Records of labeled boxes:

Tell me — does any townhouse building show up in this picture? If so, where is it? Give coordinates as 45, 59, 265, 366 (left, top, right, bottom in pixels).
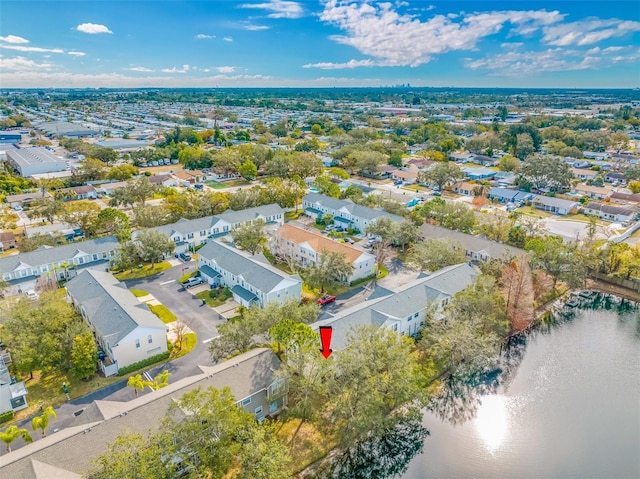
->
65, 270, 167, 376
198, 240, 302, 307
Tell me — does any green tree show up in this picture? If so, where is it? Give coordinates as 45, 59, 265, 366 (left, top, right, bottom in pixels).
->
329, 327, 424, 446
518, 154, 573, 190
238, 160, 258, 181
0, 426, 33, 452
406, 239, 466, 271
127, 374, 151, 397
305, 250, 354, 293
231, 219, 265, 255
418, 161, 464, 190
31, 406, 58, 437
71, 332, 98, 379
62, 200, 101, 236
135, 229, 176, 268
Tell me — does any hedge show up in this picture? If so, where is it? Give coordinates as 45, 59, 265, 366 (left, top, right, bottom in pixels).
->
118, 351, 170, 376
0, 411, 13, 424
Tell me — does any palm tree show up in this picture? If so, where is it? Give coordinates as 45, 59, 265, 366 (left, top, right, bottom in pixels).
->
31, 406, 57, 437
127, 374, 149, 397
0, 426, 33, 452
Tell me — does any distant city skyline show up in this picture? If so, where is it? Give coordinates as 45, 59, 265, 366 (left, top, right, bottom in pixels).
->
0, 0, 640, 88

Task objective: Edit the items above by changing "show up" to "appear" everywhere and leaving everything else as it is. Leave the pictures out of your answer.

Complete response:
Tell me — does any townhouse building appear in this picture? If so, where is it? Give coordinates as 45, 59, 265, 366 (left, top, right, bottom in pixels).
->
65, 270, 167, 376
198, 240, 302, 307
Tell me — does any green tree appear in this picture? If so, where is it? Give coordinates as 45, 59, 265, 366 (left, top, right, bottom in pixels).
->
329, 327, 424, 446
518, 154, 573, 190
238, 160, 258, 181
0, 426, 33, 452
406, 239, 466, 271
127, 374, 151, 397
305, 250, 354, 293
231, 219, 265, 255
418, 161, 464, 190
31, 406, 58, 437
71, 332, 98, 379
62, 200, 101, 236
135, 229, 176, 268
Tell me — does any hedge appear in this picture? If so, where is it? Give coordinates as 45, 59, 265, 366 (left, top, right, bottom in pixels).
->
118, 351, 170, 376
0, 411, 13, 424
Tell me — does any palm tree appear in this picture? If so, where is it? Give coordinates as 45, 59, 265, 366 (left, top, right, bottom in pixels).
->
31, 406, 57, 437
127, 374, 149, 397
0, 426, 33, 452
Tell me — does any distant city skyline appear in this picture? If so, where is it? Give coordinates as 45, 59, 265, 366 (left, top, right, bottom in pixels).
->
0, 0, 640, 88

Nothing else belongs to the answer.